▸ EXTRACT PROVIDED

○ ○ ○ ○

Conrad Colbrandt gave Saint Mary's College of California a financial permission slip to dream big — a $112-million pledge to support new construction and endowments.
From the time that Mr. Colbrandt made his pledge in 1997 until 2004, talk of new athletics facilities and classroom buildings became real architectural plans, approved by the Board of Trustees. The college went so far as to construct a new $26-million science center, and paid for it by selling $17-million in bonds to repay a $15-million loan taken out to build it, expecting reimbursement from Mr. Colbrandt's pledge payments.
All of those plans, however, were quickly dashed one day in 2004 when it was discovered that Mr. Colbrandt was deeply involved in a real-estate-investment scam that was orchestrated by his associate, John S. Banker, another Saint Mary's donor.
Duped investors had been told that PepsiCo wanted to sell some of its land to an investment group, which would lease the land back to the corporation. Some 30 to 40 people were taken in by the scam — reportedly Mr. Colbrandt among them. Mr. Banker, 84, who was named as a suspect, disappeared, and is suspected of fleeing to Mexico.
Millions of dollars were lost, including the money promised to Saint Mary's. The college's president, Brother Craig J. Franz, resigned, saying that the institution needed new leadership to rebuild the confidence of potential donors and alumni.
One of the worst fears of higher-education fund raisers was being played out.
It is the era of the mega-gift, after all. Of the 23 promised donations of $150-million or more made to colleges, 17 have been pledged within the last five years. That generosity has made colleges more dependent on single, extraordinary gifts. It has also increased the importance of due diligence, background checks, and donor agreements that protect the institutions' and the benefactors' interests.
It is now commonplace for accountants and lawyers to sit on both sides of the table when donation deals are being drafted, as major gifts to institutions like the University of Colorado, New York University, and Princeton University have either been revoked or have come under legal fire.
But such safeguards need to be balanced with good, trusting relationships with would-be benefactors.

○ ○ ○ ○

▸ DATASET
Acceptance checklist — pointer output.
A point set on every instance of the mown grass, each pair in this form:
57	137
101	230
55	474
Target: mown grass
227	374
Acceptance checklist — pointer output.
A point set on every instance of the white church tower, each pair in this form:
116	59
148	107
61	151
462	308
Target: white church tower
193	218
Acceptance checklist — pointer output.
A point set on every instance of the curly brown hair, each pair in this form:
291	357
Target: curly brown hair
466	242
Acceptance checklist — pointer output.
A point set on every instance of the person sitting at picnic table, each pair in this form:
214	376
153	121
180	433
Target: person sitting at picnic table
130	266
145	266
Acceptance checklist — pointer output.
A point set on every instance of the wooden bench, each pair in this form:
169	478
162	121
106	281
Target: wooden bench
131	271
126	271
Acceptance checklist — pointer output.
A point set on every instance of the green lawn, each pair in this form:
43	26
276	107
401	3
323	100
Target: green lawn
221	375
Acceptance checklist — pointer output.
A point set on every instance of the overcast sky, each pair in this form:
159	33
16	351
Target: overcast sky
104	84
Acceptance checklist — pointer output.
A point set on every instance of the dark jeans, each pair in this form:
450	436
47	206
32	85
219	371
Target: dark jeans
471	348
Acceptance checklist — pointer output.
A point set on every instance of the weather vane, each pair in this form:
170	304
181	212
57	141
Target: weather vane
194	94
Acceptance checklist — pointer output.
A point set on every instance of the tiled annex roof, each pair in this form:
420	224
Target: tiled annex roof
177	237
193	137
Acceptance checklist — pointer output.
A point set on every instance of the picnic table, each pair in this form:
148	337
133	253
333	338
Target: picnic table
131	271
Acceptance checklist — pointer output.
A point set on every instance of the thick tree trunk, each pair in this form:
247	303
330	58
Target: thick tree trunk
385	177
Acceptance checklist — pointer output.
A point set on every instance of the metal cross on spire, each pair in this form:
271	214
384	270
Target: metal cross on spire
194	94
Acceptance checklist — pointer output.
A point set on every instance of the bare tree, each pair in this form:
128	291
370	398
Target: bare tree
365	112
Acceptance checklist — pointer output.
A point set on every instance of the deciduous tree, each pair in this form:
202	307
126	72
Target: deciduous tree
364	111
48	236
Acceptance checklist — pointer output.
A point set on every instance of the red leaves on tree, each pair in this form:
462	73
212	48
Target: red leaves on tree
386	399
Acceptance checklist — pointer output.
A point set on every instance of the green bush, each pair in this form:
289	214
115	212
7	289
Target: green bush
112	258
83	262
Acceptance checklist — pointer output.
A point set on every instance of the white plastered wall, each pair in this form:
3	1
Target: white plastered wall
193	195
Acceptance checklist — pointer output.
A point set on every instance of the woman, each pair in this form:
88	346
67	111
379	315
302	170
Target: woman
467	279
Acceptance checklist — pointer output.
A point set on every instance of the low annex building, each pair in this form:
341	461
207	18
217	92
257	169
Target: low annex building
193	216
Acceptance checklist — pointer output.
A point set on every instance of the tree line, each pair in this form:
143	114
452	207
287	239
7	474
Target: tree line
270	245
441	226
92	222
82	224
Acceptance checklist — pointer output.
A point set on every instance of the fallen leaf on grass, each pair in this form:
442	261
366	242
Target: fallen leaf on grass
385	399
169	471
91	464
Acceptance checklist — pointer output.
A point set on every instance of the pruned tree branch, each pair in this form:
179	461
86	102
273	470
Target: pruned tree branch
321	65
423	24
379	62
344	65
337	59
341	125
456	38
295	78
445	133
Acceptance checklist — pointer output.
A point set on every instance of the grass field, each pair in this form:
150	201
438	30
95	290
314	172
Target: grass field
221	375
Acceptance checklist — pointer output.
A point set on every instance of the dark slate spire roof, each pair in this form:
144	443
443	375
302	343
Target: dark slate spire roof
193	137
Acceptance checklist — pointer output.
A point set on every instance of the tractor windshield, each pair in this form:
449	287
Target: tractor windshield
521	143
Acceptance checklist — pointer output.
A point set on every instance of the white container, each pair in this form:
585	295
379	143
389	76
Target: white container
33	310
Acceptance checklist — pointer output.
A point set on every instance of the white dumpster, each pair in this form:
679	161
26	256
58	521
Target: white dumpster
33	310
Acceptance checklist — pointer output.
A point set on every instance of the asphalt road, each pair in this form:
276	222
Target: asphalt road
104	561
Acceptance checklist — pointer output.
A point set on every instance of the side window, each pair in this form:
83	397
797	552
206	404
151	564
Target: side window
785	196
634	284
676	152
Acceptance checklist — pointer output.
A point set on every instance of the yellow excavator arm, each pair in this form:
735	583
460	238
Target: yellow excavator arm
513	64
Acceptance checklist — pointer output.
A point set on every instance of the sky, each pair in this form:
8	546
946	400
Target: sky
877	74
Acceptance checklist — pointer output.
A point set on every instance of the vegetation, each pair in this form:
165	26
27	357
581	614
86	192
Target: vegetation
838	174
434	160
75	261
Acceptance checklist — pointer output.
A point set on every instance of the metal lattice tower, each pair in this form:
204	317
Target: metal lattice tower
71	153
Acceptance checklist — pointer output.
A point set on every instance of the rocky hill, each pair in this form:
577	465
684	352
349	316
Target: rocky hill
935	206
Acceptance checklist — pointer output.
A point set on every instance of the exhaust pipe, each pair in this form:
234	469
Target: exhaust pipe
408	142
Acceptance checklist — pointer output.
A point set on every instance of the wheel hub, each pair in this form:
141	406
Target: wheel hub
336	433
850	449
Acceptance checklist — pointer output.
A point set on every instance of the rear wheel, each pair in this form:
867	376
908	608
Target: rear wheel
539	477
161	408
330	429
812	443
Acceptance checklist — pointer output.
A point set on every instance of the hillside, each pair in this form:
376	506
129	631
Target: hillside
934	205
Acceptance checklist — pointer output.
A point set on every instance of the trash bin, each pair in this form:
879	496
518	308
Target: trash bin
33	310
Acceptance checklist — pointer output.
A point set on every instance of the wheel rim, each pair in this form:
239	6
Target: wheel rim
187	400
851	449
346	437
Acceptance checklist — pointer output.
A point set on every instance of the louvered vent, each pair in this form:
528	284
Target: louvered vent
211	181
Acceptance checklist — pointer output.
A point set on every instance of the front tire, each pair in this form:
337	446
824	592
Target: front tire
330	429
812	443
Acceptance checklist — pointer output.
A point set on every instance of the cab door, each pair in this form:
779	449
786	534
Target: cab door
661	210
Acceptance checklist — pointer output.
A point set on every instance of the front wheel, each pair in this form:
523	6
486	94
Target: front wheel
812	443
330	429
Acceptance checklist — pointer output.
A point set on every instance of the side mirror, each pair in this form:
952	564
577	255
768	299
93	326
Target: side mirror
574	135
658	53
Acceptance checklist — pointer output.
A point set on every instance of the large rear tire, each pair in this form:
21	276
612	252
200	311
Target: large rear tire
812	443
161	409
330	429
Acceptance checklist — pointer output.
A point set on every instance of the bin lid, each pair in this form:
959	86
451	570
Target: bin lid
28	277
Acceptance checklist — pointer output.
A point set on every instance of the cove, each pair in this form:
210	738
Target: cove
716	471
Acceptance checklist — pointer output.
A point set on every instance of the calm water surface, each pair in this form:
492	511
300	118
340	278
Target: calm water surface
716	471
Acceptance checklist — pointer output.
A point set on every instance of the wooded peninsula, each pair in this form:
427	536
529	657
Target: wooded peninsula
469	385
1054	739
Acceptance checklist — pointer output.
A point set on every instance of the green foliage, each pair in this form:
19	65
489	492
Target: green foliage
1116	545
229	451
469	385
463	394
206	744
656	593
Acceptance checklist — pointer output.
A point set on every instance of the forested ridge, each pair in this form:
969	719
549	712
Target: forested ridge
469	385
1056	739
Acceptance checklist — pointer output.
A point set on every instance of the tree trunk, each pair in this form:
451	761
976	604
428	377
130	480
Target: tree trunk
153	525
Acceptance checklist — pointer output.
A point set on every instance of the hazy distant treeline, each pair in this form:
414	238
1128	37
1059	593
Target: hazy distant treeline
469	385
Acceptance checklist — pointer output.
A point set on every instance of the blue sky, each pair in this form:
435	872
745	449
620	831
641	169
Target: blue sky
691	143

○ ○ ○ ○

▸ INSTRUCTIONS TO FOLLOW
Reproduce word for word the stretch of the Saint Mary's College pledge article from "All of those" through "being played out.". The listing is separate material and has no connection to the article on the Saint Mary's College pledge.

▸ REPLY
All of those plans, however, were quickly dashed one day in 2004 when it was discovered that Mr. Colbrandt was deeply involved in a real-estate-investment scam that was orchestrated by his associate, John S. Banker, another Saint Mary's donor.
Duped investors had been told that PepsiCo wanted to sell some of its land to an investment group, which would lease the land back to the corporation. Some 30 to 40 people were taken in by the scam — reportedly Mr. Colbrandt among them. Mr. Banker, 84, who was named as a suspect, disappeared, and is suspected of fleeing to Mexico.
Millions of dollars were lost, including the money promised to Saint Mary's. The college's president, Brother Craig J. Franz, resigned, saying that the institution needed new leadership to rebuild the confidence of potential donors and alumni.
One of the worst fears of higher-education fund raisers was being played out.